BRANO FORNITO ::

- - - - -

I Casi

Dalle stelle alle …

di Fiorentina Barbieri

Noi le vicende umane dei detenuti nelle carceri italiane cerchiamo di seguirli, monitorandone i percorsi burocratici e chiedendone ragione. Le risposte del Dipartimento dell’Amministrazione Penitenziaria sono spesso elusive, generalmente convenzionali: gli uffici replicano con formule di attesa, spesso le cose restano uguali e incomprensibili i criteri di valutazione adottati: così ultimamente, anche in questa rubrica, ci capita di “restare sul caso”, di non mollare la presa.
Come per Alfredo, di cui abbiamo scritto poco più di un mese fa: 69 anni, italiano, 4 bypass e patologie collaterali; in estate era stato trasferito da Rebibbia ad un altro istituto, piccolo, sovraffollato e non attrezzato per le terapie a lui necessarie. Il suo processo, che si doveva tenere in una città solo un po’ più vicina alla sede penitenziaria di destinazione, poi non si era più celebrato, lui ne era uscito, e, dopo qualche mese di inutile e affannosa detenzione fuori porta, doveva continuare a scontare la pena già comminata e sperava di tornare a farlo a Roma. Chiedemmo di riportarlo a Rebibbia, dove studiava e aiutava i compagni nei corsi di informatica, come ci dicono loro che ne sentono la mancanza e riferiscono che anche a lui sembrava giovare questo sentirsi utile.
In effetti, dopo il nostro sollecito interessamento, Alfredo è stato movimentato, ma a Milano, a San Vittore, di nuovo parcheggiato - pare - per un interrogatorio con un Pubblico ministero, per chissà quale fatto. Per qualche giorno sembra sia stato in infermeria, ora è in una cella pluriaffollata, dove deve dormire per terra, salvo che un compagno di cella più giovane – educato al rispetto dell'età - gli cede sovente il suo letto.
Mesi fa, su ricorso di un bosniaco detenuto proprio a Rebibbia, la Corte Europea dei Diritti umani ha condannato l’Italia per il trattamento degradante dovuto alla ristrettezza degli spazi di detenzione. La reazione del DAP è stata una surreale circolare che traduce pedissequamente (e un po' pedestramente) le argomentazioni della Corte, fino a stabilire che le celle possono stipare detenuti fino al limite di 3 mq. per individuo. E sarebbe interessante anche andare a vedere dove e come i detenuti usufruiscano di certi spazi, in verticale o in orizzontale? In spazi ampi o ricavati grazie a nicchie scavate nei muri spessi di certi antichi edifici? Ma soprattutto se venga considerato il profilo della persona, per età, condizioni di salute, psicologiche ecc ….
Insomma, a differenza dell'eroico detenuto bosniaco, vincitore del ricorso alla CEDU, per Alfredo a Rebibbia erano “stelle”. Perché non riportarcelo?

- - - - -

DATI ESTRATTI ::

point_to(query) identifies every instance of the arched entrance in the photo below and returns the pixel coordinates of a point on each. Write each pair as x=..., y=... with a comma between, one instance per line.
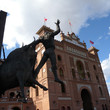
x=16, y=108
x=86, y=98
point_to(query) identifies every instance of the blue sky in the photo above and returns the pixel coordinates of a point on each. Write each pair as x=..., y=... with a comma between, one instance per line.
x=90, y=20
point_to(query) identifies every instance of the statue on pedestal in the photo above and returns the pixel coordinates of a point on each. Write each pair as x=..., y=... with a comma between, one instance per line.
x=18, y=68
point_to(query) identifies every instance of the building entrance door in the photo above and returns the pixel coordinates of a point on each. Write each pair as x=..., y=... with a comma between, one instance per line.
x=16, y=108
x=86, y=97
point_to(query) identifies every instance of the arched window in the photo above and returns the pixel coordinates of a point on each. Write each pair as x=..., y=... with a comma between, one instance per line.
x=94, y=67
x=59, y=58
x=80, y=69
x=68, y=108
x=97, y=78
x=62, y=108
x=12, y=94
x=37, y=91
x=27, y=108
x=88, y=74
x=106, y=107
x=63, y=90
x=101, y=93
x=61, y=72
x=73, y=73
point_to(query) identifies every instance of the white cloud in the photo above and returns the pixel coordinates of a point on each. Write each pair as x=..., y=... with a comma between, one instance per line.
x=26, y=17
x=106, y=69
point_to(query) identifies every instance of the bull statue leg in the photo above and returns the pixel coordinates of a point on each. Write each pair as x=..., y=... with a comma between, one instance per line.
x=41, y=86
x=21, y=84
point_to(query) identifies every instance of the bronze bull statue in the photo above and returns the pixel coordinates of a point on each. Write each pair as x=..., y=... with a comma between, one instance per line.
x=18, y=70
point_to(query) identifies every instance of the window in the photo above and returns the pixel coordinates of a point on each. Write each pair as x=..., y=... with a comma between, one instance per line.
x=63, y=88
x=12, y=94
x=73, y=73
x=86, y=65
x=88, y=74
x=106, y=107
x=27, y=108
x=94, y=67
x=37, y=91
x=100, y=91
x=61, y=72
x=80, y=69
x=68, y=108
x=103, y=108
x=59, y=58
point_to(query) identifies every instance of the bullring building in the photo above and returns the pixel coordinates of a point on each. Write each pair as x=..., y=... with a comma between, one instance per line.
x=80, y=70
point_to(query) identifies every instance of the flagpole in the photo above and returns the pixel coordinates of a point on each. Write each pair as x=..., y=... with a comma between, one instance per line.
x=70, y=25
x=45, y=21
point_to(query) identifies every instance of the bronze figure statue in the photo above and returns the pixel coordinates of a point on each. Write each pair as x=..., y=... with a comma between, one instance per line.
x=48, y=41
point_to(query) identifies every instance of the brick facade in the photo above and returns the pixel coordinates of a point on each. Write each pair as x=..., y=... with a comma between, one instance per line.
x=80, y=70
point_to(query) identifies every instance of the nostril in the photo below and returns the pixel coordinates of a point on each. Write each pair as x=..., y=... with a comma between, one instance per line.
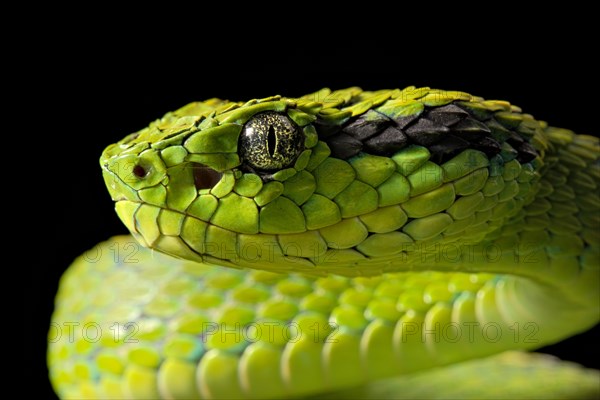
x=205, y=177
x=139, y=171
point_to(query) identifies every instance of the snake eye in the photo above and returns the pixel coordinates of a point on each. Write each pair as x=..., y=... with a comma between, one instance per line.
x=270, y=141
x=139, y=171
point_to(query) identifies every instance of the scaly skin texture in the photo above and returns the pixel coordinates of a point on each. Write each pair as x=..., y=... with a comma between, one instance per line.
x=368, y=235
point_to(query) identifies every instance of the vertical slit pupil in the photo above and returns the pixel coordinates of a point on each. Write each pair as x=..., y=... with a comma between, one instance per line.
x=271, y=141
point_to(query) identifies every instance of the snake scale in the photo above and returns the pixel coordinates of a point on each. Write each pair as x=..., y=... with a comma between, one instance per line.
x=309, y=245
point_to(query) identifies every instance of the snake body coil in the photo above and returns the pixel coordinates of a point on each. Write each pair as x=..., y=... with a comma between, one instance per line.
x=368, y=235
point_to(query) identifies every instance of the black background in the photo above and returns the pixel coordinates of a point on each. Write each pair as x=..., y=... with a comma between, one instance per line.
x=94, y=94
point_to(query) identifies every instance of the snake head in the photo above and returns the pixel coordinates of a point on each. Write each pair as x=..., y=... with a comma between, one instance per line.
x=349, y=182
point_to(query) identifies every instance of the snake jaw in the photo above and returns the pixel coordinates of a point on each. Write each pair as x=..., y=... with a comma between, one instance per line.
x=482, y=215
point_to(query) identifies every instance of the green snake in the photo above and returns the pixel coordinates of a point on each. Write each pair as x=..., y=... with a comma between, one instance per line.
x=315, y=244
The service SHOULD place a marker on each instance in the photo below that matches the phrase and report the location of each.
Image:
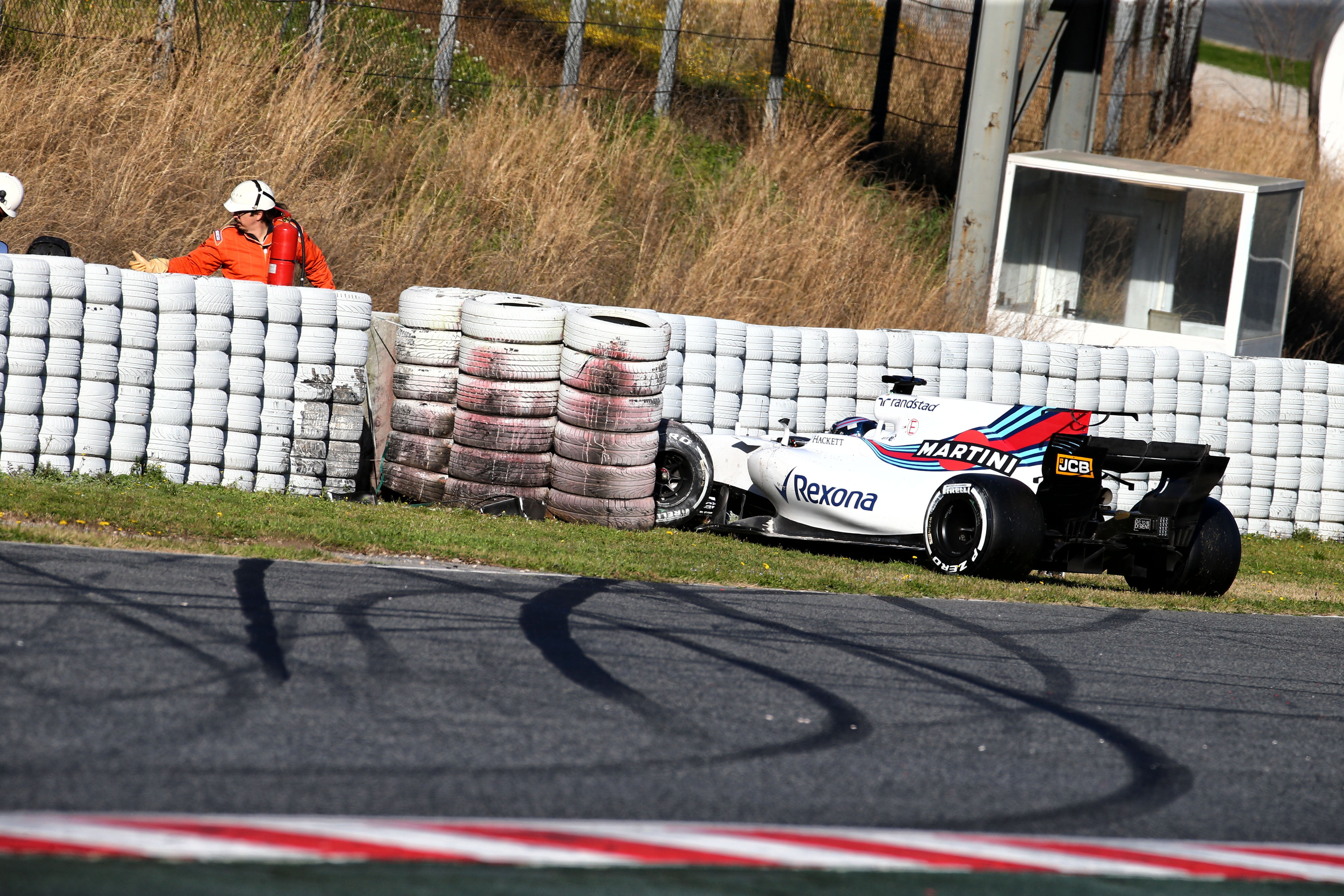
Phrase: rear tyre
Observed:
(984, 526)
(1210, 565)
(685, 475)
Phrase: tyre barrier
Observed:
(616, 514)
(510, 362)
(518, 435)
(611, 404)
(499, 468)
(424, 452)
(143, 334)
(607, 449)
(124, 369)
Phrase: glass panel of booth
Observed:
(1119, 252)
(1269, 265)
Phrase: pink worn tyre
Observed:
(467, 494)
(423, 418)
(424, 452)
(525, 435)
(412, 483)
(509, 361)
(608, 449)
(507, 398)
(609, 413)
(597, 481)
(612, 377)
(499, 468)
(615, 514)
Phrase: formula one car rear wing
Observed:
(1074, 469)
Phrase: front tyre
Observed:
(1209, 566)
(986, 526)
(685, 473)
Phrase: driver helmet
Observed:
(854, 426)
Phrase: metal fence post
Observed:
(886, 64)
(1124, 34)
(444, 58)
(986, 136)
(163, 37)
(779, 65)
(573, 49)
(316, 25)
(1072, 120)
(667, 62)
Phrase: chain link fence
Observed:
(420, 54)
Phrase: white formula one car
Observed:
(980, 488)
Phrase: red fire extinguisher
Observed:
(284, 253)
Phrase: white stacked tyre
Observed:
(210, 383)
(699, 373)
(65, 347)
(613, 370)
(730, 350)
(757, 366)
(250, 381)
(677, 363)
(135, 371)
(842, 374)
(424, 391)
(26, 362)
(99, 370)
(507, 390)
(174, 377)
(350, 391)
(786, 374)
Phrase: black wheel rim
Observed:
(675, 479)
(955, 527)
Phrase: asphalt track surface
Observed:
(177, 683)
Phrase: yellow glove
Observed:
(150, 265)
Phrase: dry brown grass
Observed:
(592, 205)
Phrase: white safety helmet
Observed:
(11, 194)
(252, 195)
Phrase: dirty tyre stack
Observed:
(613, 371)
(507, 387)
(425, 391)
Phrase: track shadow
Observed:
(263, 637)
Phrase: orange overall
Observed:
(245, 258)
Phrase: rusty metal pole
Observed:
(984, 140)
(886, 64)
(779, 66)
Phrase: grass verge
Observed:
(1295, 577)
(1296, 73)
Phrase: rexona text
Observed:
(830, 495)
(970, 453)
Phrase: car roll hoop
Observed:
(902, 385)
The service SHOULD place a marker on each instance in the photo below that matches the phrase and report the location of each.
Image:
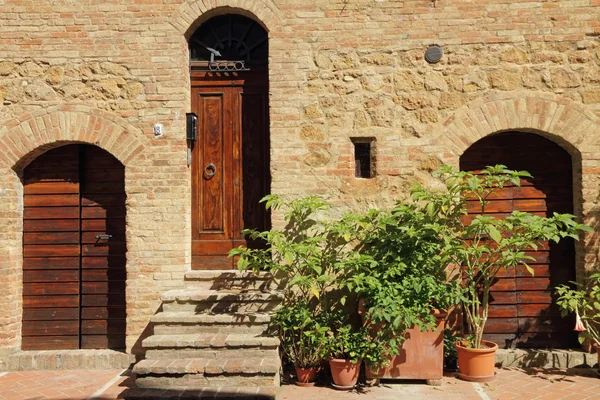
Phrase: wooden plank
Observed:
(51, 188)
(103, 188)
(104, 275)
(544, 324)
(67, 250)
(214, 247)
(51, 213)
(51, 263)
(55, 314)
(50, 343)
(524, 283)
(503, 340)
(114, 342)
(528, 192)
(103, 200)
(102, 300)
(103, 312)
(59, 301)
(103, 326)
(51, 328)
(536, 310)
(104, 175)
(503, 311)
(36, 225)
(63, 275)
(503, 298)
(538, 297)
(51, 238)
(110, 262)
(63, 174)
(212, 263)
(51, 200)
(103, 225)
(501, 325)
(503, 285)
(530, 205)
(36, 289)
(90, 237)
(102, 212)
(103, 249)
(111, 287)
(494, 206)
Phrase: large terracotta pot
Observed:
(477, 365)
(306, 376)
(421, 354)
(344, 373)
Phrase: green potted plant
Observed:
(349, 345)
(399, 272)
(450, 353)
(306, 253)
(583, 299)
(483, 246)
(303, 339)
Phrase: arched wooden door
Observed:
(230, 160)
(522, 313)
(74, 250)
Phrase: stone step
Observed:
(196, 373)
(211, 301)
(221, 392)
(66, 359)
(233, 280)
(210, 345)
(173, 323)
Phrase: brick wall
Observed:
(105, 72)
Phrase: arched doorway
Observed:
(230, 160)
(74, 250)
(522, 312)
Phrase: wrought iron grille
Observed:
(229, 43)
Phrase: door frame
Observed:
(255, 79)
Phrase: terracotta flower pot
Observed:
(306, 376)
(344, 373)
(477, 365)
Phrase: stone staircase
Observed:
(210, 340)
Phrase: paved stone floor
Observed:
(509, 384)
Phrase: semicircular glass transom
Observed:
(229, 37)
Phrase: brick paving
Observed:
(510, 384)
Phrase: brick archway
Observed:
(193, 12)
(563, 121)
(21, 141)
(560, 120)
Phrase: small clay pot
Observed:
(477, 365)
(344, 373)
(306, 376)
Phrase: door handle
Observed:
(210, 170)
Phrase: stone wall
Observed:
(338, 69)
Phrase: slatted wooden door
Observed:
(522, 313)
(73, 276)
(230, 167)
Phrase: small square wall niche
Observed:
(364, 157)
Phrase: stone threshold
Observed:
(65, 359)
(536, 358)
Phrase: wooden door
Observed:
(230, 165)
(522, 312)
(73, 281)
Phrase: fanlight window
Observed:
(232, 40)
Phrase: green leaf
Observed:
(315, 291)
(494, 234)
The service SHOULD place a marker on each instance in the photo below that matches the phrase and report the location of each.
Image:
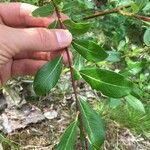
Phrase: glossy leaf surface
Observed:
(47, 77)
(93, 124)
(109, 83)
(89, 50)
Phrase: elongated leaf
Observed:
(47, 77)
(109, 83)
(68, 139)
(93, 124)
(135, 103)
(76, 28)
(89, 50)
(147, 37)
(43, 11)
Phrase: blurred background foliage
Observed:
(122, 38)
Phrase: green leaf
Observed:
(57, 1)
(43, 11)
(76, 28)
(93, 125)
(53, 25)
(114, 103)
(113, 56)
(147, 37)
(141, 3)
(135, 103)
(89, 50)
(109, 83)
(47, 77)
(68, 139)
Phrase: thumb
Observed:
(36, 39)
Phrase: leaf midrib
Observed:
(70, 135)
(88, 124)
(102, 82)
(52, 70)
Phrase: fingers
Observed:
(26, 67)
(19, 15)
(34, 39)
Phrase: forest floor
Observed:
(38, 124)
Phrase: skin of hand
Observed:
(25, 43)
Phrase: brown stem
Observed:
(72, 77)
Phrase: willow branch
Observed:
(62, 26)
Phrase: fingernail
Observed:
(64, 38)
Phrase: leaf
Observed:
(113, 56)
(141, 3)
(93, 125)
(76, 28)
(135, 103)
(147, 37)
(109, 83)
(114, 103)
(53, 25)
(47, 77)
(89, 50)
(68, 139)
(43, 11)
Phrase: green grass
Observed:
(126, 116)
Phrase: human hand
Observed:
(25, 44)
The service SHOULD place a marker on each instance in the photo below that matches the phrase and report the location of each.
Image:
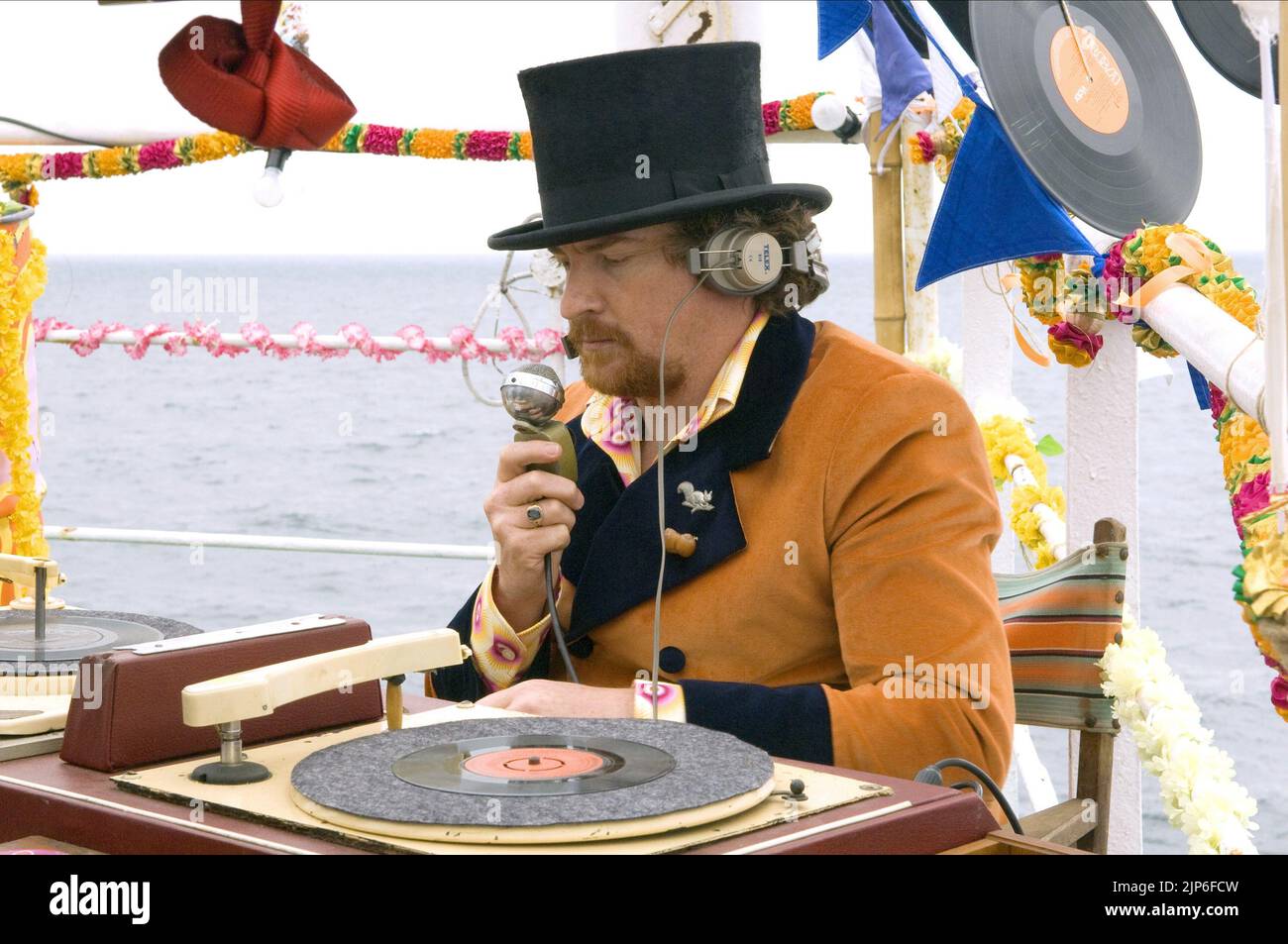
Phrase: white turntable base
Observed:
(274, 801)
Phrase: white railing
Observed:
(270, 543)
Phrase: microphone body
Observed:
(532, 395)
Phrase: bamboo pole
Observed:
(1275, 318)
(918, 211)
(888, 310)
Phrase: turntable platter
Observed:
(532, 780)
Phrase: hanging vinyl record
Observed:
(1100, 111)
(1219, 31)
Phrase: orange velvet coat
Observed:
(840, 607)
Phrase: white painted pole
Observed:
(1103, 471)
(987, 344)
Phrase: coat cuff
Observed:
(793, 721)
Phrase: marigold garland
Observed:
(1096, 294)
(1005, 436)
(940, 146)
(18, 290)
(20, 170)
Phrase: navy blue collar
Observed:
(614, 550)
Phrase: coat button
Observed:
(671, 660)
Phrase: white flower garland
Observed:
(1197, 781)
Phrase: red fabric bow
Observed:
(241, 77)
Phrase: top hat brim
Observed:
(535, 235)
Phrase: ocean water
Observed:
(400, 451)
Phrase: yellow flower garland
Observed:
(1005, 436)
(18, 290)
(1244, 447)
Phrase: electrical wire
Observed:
(934, 775)
(554, 621)
(661, 491)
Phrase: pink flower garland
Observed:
(541, 346)
(1252, 496)
(1072, 334)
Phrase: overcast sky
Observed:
(447, 64)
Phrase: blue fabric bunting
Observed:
(1201, 391)
(993, 209)
(902, 71)
(838, 21)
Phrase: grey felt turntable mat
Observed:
(147, 629)
(357, 777)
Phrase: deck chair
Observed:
(1057, 623)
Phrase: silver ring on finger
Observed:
(535, 514)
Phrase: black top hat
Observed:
(695, 112)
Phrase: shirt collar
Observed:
(603, 420)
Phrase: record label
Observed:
(1089, 80)
(1119, 147)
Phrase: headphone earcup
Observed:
(742, 262)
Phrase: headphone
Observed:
(751, 262)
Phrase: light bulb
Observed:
(268, 188)
(828, 112)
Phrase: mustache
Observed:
(580, 334)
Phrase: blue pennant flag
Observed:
(993, 209)
(1201, 390)
(837, 21)
(902, 71)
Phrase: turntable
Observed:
(458, 778)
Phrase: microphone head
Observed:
(532, 393)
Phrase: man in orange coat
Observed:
(833, 600)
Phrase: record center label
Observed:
(1098, 101)
(535, 763)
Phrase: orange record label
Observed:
(535, 763)
(1098, 99)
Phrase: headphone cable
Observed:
(661, 491)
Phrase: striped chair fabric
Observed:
(1059, 621)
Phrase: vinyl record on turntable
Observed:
(72, 634)
(532, 780)
(1108, 124)
(1218, 30)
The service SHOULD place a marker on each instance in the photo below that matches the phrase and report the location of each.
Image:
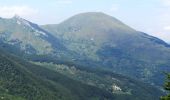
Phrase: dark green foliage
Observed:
(22, 80)
(167, 88)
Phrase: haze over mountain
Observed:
(91, 49)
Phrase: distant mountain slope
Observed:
(20, 80)
(23, 81)
(101, 40)
(27, 36)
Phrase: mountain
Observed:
(21, 80)
(92, 51)
(103, 41)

- - - - -

LA TUA CONSEGNA :: Trascrivi il tratto del brano fornito che va da "di Fiorentina Barbieri" fino a "mollare la presa.", cambiando "rubrica" in "sezione". Le voci riportate non hanno alcun ruolo in questo esercizio.

RISPOSTA ALLA CONSEGNA ::
di Fiorentina Barbieri

Noi le vicende umane dei detenuti nelle carceri italiane cerchiamo di seguirli, monitorandone i percorsi burocratici e chiedendone ragione. Le risposte del Dipartimento dell’Amministrazione Penitenziaria sono spesso elusive, generalmente convenzionali: gli uffici replicano con formule di attesa, spesso le cose restano uguali e incomprensibili i criteri di valutazione adottati: così ultimamente, anche in questa sezione, ci capita di “restare sul caso”, di non mollare la presa.